INSTRUCTION ->
Copy the material below word for word, without the pictures.

Pointing dataset records
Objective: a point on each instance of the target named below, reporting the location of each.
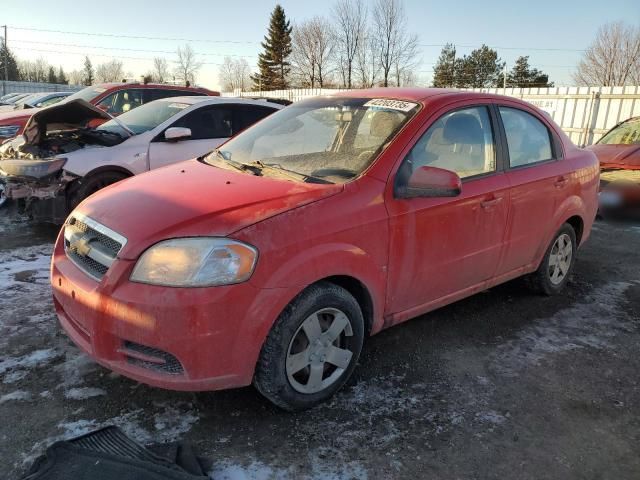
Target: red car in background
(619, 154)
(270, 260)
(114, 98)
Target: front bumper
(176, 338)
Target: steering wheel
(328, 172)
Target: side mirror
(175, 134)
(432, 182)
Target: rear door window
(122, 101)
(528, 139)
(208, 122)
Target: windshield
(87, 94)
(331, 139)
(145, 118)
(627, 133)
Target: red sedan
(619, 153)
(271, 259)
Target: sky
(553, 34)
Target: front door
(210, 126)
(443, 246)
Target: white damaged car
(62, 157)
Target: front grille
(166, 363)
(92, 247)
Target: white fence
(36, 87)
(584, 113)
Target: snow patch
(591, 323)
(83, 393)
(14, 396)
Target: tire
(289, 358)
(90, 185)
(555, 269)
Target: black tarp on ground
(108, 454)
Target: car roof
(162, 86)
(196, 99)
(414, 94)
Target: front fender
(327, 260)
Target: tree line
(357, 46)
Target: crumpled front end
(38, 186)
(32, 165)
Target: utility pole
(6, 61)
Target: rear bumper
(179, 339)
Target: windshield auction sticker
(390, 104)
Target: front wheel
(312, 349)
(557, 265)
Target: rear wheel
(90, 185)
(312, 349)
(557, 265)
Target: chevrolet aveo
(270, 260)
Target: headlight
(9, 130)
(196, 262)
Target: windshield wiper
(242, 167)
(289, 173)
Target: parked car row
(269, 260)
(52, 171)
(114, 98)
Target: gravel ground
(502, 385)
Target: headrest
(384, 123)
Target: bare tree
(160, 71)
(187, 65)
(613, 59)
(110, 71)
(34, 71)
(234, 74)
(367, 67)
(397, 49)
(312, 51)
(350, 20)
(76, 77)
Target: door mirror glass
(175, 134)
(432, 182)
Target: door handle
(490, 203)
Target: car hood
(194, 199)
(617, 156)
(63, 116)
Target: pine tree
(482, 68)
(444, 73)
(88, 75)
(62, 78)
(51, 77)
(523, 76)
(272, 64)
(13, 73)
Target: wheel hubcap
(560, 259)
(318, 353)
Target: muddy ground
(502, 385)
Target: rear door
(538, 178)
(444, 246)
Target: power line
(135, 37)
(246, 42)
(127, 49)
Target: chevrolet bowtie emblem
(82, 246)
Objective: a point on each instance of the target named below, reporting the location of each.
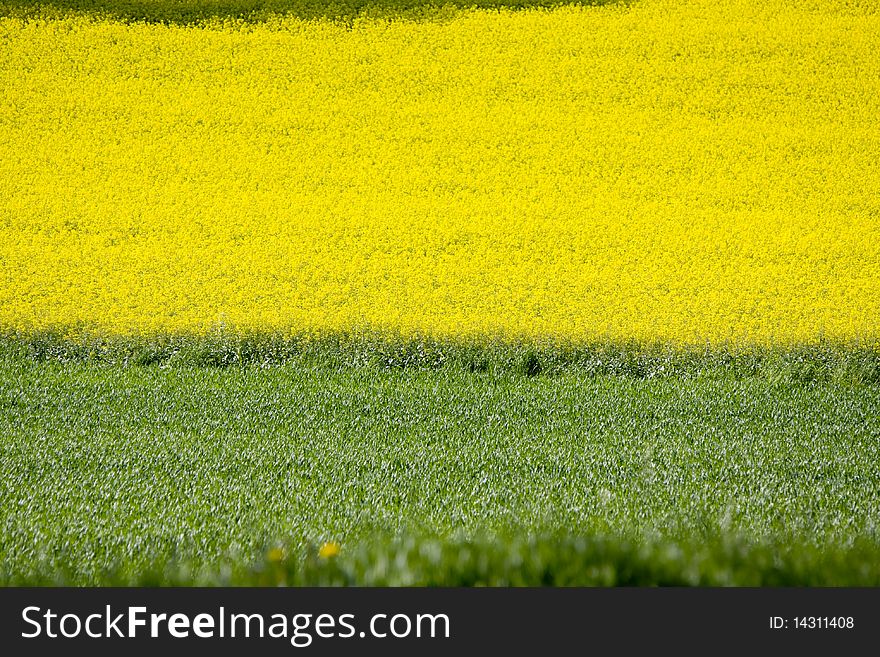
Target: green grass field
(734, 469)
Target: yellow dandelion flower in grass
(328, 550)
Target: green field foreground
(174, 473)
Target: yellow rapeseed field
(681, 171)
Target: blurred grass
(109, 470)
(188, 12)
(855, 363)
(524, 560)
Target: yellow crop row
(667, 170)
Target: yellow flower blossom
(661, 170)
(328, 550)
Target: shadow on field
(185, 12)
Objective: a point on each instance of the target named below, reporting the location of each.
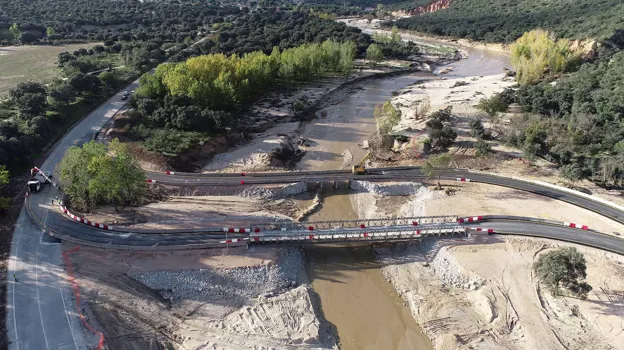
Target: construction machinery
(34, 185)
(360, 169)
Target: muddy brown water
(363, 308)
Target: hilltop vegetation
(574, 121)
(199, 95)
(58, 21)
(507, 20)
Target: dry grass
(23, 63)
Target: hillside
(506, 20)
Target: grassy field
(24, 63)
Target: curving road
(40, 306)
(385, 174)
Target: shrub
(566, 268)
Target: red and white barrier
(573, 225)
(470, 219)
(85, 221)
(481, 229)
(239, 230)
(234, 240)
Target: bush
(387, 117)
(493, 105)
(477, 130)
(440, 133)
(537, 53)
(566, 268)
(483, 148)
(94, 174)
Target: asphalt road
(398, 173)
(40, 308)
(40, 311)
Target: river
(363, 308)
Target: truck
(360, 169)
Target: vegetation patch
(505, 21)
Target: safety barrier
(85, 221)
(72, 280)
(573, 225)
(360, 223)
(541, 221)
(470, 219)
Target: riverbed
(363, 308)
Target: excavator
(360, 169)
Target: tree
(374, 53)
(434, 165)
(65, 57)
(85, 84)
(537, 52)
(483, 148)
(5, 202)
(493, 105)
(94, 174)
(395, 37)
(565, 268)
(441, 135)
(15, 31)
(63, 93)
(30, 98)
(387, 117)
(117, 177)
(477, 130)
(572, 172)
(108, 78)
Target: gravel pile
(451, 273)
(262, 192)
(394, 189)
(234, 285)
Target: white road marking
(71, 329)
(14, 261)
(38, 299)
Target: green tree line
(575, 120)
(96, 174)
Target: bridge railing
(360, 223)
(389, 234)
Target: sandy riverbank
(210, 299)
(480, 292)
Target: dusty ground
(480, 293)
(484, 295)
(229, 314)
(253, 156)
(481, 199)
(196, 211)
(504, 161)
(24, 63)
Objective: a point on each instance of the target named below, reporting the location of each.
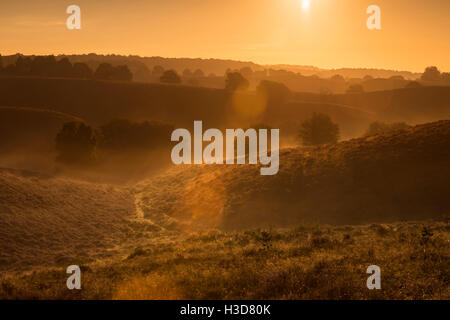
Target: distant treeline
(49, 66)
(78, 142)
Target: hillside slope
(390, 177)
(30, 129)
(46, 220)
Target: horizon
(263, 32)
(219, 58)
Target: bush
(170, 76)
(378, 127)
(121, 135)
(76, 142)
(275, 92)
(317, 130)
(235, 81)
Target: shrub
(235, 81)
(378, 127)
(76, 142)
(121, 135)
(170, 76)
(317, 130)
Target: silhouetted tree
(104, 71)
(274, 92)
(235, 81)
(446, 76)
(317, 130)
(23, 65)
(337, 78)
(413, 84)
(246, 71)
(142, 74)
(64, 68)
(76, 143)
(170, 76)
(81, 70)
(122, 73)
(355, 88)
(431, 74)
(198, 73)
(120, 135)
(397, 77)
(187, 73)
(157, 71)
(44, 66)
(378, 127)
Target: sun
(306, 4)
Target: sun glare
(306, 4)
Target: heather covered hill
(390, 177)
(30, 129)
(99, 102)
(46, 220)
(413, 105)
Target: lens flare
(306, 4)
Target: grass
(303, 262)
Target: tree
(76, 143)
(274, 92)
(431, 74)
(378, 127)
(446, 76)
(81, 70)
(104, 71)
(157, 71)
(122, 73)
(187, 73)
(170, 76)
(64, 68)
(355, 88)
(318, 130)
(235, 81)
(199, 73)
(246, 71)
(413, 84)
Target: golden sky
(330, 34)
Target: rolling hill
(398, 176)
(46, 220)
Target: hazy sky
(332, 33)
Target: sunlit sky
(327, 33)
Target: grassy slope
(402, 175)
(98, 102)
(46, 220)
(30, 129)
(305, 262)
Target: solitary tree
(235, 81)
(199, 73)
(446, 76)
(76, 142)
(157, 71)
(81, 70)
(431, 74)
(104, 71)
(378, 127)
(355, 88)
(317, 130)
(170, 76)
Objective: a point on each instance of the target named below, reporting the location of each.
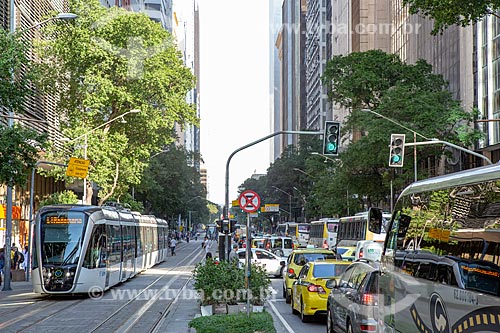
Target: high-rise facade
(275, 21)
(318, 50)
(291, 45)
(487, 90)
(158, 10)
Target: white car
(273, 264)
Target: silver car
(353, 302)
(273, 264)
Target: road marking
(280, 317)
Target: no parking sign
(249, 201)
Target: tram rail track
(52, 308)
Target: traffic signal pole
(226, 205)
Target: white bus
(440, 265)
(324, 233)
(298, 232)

RESULT FOR THIS TASK ->
Objective: a point on each instance of the target named below, reporting the location of each.
Target: red car in background
(619, 154)
(270, 260)
(114, 98)
Target: front bumper
(176, 338)
Target: steering wheel
(328, 172)
Target: side mirror
(175, 134)
(432, 182)
Target: rear door window
(122, 101)
(528, 139)
(208, 122)
Target: windshield
(87, 94)
(331, 139)
(145, 118)
(627, 133)
Target: red sedan
(619, 153)
(271, 259)
Target: sky
(553, 34)
Target: front door
(210, 126)
(443, 246)
Target: white damaged car
(62, 157)
Target: front grille
(166, 363)
(92, 247)
Target: white fence
(36, 87)
(584, 113)
Target: snow patch
(591, 323)
(83, 393)
(14, 396)
Target: tire
(289, 358)
(90, 185)
(555, 269)
Target: black tarp on ground
(108, 454)
Target: car roof
(162, 86)
(196, 99)
(414, 94)
Target: front fender
(327, 260)
Target: tree line
(357, 46)
Target: crumpled front end
(38, 186)
(32, 165)
Target: utility pole
(6, 61)
Target: rear bumper
(179, 339)
Target: windshield auction sticker
(390, 104)
Target: front wheel
(312, 349)
(557, 265)
Target: rear wheel
(90, 185)
(312, 349)
(557, 265)
Target: chevrolet aveo
(270, 260)
Target: headlight
(9, 130)
(196, 262)
Target: windshield wiper
(242, 167)
(289, 173)
Target: parked car row
(269, 260)
(52, 171)
(114, 98)
Target: gravel ground
(502, 385)
Target: headrest
(384, 123)
Target: bare tree
(160, 71)
(187, 65)
(613, 59)
(110, 71)
(34, 71)
(234, 74)
(367, 67)
(397, 49)
(312, 51)
(350, 20)
(76, 77)
Target: door mirror glass
(175, 134)
(432, 182)
Target: door handle
(490, 203)
Target: car hood
(194, 199)
(617, 156)
(63, 116)
Target: pine tree
(482, 68)
(444, 73)
(88, 75)
(62, 78)
(51, 77)
(523, 76)
(272, 64)
(13, 73)
Target: wheel hubcap
(560, 259)
(318, 353)
Target: muddy ground
(502, 385)
Target: rear door
(538, 178)
(444, 246)
Target: power line
(135, 37)
(246, 42)
(127, 49)
Target: chevrolet bowtie emblem
(82, 246)
Objective: a point on each instance of the target named below, reporting the location of each.
Target: green grass field
(734, 469)
Target: yellow dandelion flower in grass
(328, 550)
Target: green field foreground
(174, 473)
Target: yellow rapeseed field
(681, 171)
Target: blurred grass
(109, 470)
(188, 12)
(855, 363)
(524, 560)
Target: yellow crop row
(667, 170)
Target: yellow flower blossom
(661, 170)
(328, 550)
Target: shadow on field
(185, 12)
Objective: a point on each instance of the target named below, reporting the location of each.
Target: construction machinery
(34, 185)
(360, 169)
Target: muddy brown water
(363, 308)
Target: hilltop vegetation
(574, 121)
(199, 95)
(58, 21)
(507, 20)
Target: dry grass
(23, 63)
Target: hillside
(506, 20)
Target: grassy field
(24, 63)
Target: curving road
(40, 306)
(385, 174)
Target: shrub
(566, 268)
Target: red and white barrier
(573, 225)
(470, 219)
(85, 221)
(481, 229)
(239, 230)
(234, 240)
Target: bush
(387, 117)
(493, 105)
(477, 130)
(440, 133)
(537, 53)
(566, 268)
(483, 148)
(94, 174)
Target: asphalt road
(398, 173)
(40, 308)
(40, 311)
Target: river
(363, 308)
Target: truck
(360, 169)
Target: vegetation patch
(505, 21)
Target: safety barrier
(85, 221)
(72, 280)
(573, 225)
(360, 223)
(541, 221)
(470, 219)
Target: riverbed
(363, 308)
Target: excavator
(360, 169)
Target: tree
(374, 53)
(434, 165)
(65, 57)
(85, 84)
(537, 52)
(483, 148)
(5, 202)
(493, 105)
(94, 174)
(395, 37)
(565, 268)
(441, 135)
(15, 31)
(63, 93)
(30, 98)
(387, 117)
(117, 177)
(477, 130)
(572, 172)
(108, 78)
Target: gravel pile
(451, 273)
(262, 192)
(394, 189)
(234, 285)
Target: white road marking
(71, 329)
(14, 261)
(38, 299)
Target: green tree line
(575, 120)
(96, 174)
Target: bridge railing
(360, 223)
(389, 234)
Target: sandy riverbank
(210, 299)
(480, 292)
Target: dusty ground
(480, 293)
(484, 295)
(229, 314)
(253, 156)
(481, 199)
(196, 211)
(504, 161)
(24, 63)
Objective: a point on each instance of the target named below, reporting the location of each.
Target: distant treeline
(49, 66)
(78, 142)
Target: hillside slope
(390, 177)
(30, 129)
(46, 220)
Target: horizon
(263, 32)
(219, 58)
Target: bush
(170, 76)
(378, 127)
(121, 135)
(76, 142)
(275, 92)
(317, 130)
(235, 81)
Target: shrub
(235, 81)
(378, 127)
(76, 142)
(121, 135)
(170, 76)
(317, 130)
Target: silhouetted tree
(104, 71)
(274, 92)
(235, 81)
(446, 76)
(317, 130)
(23, 65)
(337, 78)
(413, 84)
(246, 71)
(142, 74)
(64, 68)
(76, 143)
(170, 76)
(81, 70)
(122, 73)
(355, 88)
(431, 74)
(198, 73)
(120, 135)
(397, 77)
(187, 73)
(157, 71)
(44, 66)
(378, 127)
Target: sun
(306, 4)
Target: sun glare
(306, 4)
Target: heather covered hill
(390, 177)
(30, 129)
(99, 102)
(46, 220)
(413, 105)
Target: lens flare
(306, 4)
Target: grass
(303, 262)
Target: tree
(76, 143)
(274, 92)
(431, 74)
(378, 127)
(446, 76)
(81, 70)
(104, 71)
(157, 71)
(122, 73)
(187, 73)
(170, 76)
(64, 68)
(355, 88)
(318, 130)
(235, 81)
(199, 73)
(246, 71)
(413, 84)
Target: golden sky
(330, 34)
Target: rolling hill
(398, 176)
(46, 220)
Target: hazy sky
(332, 33)
Target: sunlit sky
(327, 33)
Target: grassy slope
(402, 175)
(98, 102)
(46, 220)
(30, 129)
(305, 262)
Target: solitary tree
(235, 81)
(199, 73)
(446, 76)
(76, 142)
(157, 71)
(81, 70)
(431, 74)
(104, 71)
(378, 127)
(355, 88)
(317, 130)
(170, 76)
Objective: a point on each instance of the target named below, reporting the location of each.
Target: high-rise facade
(275, 21)
(318, 50)
(291, 45)
(487, 90)
(158, 10)
Target: white car
(273, 264)
Target: silver car
(353, 302)
(273, 264)
Target: road marking
(280, 317)
Target: no parking sign
(249, 201)
Target: tram rail track
(52, 308)
Target: traffic signal pole
(226, 205)
Target: white bus
(440, 265)
(324, 233)
(298, 232)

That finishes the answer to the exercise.